• Brief
Rewrite the stretch from "Edward Fergusson Taylor (c." through "in north London." in the biography of Edward Fergusson Taylor, putting "land agent" in place of "estate agent".

-- Page extract follows --

Edward Fergusson Taylor (c. 1849 – 21 March 1905) was an English temperance campaigner, estate agent, surveyor and property developer who was instrumental in the development of New Barnet in north London.

==Early life and family==
Edward Fergusson Taylor was born in St Paul's, Covent Garden, London. He married Annie (born c.1850). Their youngest son, George, died aged 3 at Bracon Ash, New Barnet, on 8 March 1887. They had a second son, also Edward Fergusson Taylor. Annie died on 1 March 1892 from pneumonia following influenza.

==Career==
Taylor was an estate agent, surveyor and property developer who was instrumental in the development of New Barnet. He encouraged the construction of churches and a town hall. He was a temperance campaigner and promoted the erection of a temperance hall and a coffee house to attract people away from alcohol.

He built the Lytton Road Assembly Rooms in New Barnet around 1870 which became a cinema in 1925 and was replaced with a purpose-built building in 1926 known as the Hippodrome, the Kinema, and the Regal from 1933. The 1871 census, when he was aged 22, records his occupation as "Stationer and House Agent".

In 1888 he was practicing from 55 Chancery Lane in the City of London and from New Barnet, and in 1895 from 70 and 72 Chancery Lane. In 1895 he held an auction sale of leasehold properties in New Barnet at the Assembly Rooms there, one of a number of such sales he held. He advertised extensively in London papers for the sale or lease of property in north London, particularly in New Barnet and Lyonsdown.

==Politics==
Taylor was active in the Barnet Conservative Association which met at the Assembly Rooms in New Barnet, proposing a motion in 1887 in support of the British government's Irish policy and the actions of Unionist leaders. The motion was passed. His son Edward later became a Conservative Party councillor in Finchley.

==Death and legacy==
Taylor died on 21 March 1905. He is buried with his wife Annie in the same grave at St Mary the Virgin, East Barnet. Probate was obtained by Eveline Blanche Taylor, spinster, Edward Fergusson Taylor, auctioneer, and Arthur Leonard Ferriday, auctioneer's clerk. His business was continued by his son Edward.

-- Page extract concluded --
-- Recorded information follows --

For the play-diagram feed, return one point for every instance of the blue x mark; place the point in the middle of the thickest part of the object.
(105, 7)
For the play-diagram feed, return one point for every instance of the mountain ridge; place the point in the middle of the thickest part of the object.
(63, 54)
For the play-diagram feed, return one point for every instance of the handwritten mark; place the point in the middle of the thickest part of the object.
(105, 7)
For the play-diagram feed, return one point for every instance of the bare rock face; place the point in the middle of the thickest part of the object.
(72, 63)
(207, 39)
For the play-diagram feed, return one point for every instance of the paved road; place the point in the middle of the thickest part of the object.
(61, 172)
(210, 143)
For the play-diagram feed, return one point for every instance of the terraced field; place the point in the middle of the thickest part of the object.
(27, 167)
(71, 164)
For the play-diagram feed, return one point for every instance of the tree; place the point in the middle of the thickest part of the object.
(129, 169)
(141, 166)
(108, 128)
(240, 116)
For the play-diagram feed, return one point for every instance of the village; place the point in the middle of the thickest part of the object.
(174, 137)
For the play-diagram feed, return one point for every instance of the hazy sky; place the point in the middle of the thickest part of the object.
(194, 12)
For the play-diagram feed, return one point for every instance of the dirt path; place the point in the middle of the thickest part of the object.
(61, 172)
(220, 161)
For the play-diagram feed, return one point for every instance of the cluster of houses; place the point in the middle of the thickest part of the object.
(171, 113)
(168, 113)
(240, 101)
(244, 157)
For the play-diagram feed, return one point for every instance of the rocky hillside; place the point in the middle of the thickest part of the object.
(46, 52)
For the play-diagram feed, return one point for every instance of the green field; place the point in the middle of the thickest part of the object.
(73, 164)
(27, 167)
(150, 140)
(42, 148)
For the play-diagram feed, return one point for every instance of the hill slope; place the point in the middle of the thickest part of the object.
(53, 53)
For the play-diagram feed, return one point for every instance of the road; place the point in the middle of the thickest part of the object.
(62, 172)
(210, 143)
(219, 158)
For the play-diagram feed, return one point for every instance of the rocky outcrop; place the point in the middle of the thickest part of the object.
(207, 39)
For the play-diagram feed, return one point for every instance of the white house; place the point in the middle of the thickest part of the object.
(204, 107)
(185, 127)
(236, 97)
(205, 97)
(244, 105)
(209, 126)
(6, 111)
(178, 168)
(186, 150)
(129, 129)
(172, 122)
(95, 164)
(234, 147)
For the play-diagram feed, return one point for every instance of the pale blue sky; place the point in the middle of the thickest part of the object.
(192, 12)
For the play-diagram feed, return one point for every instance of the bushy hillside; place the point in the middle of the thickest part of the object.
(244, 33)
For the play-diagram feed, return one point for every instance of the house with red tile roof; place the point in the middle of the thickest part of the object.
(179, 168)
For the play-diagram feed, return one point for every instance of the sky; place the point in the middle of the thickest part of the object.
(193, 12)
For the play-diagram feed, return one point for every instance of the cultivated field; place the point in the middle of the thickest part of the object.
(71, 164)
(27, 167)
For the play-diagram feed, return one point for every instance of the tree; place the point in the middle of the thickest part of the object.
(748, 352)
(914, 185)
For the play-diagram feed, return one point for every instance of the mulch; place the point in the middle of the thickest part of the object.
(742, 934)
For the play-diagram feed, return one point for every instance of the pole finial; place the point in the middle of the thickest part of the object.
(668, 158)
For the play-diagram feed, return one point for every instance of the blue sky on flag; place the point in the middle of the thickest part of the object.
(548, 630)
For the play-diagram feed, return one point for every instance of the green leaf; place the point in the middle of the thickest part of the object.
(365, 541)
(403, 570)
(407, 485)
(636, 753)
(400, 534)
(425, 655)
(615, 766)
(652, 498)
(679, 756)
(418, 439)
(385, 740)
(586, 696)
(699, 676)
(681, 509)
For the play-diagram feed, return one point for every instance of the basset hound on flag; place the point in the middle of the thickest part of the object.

-- Recorded information concluded --

• Result of the exercise
Edward Fergusson Taylor (c. 1849 – 21 March 1905) was an English temperance campaigner, land agent, surveyor and property developer who was instrumental in the development of New Barnet in north London.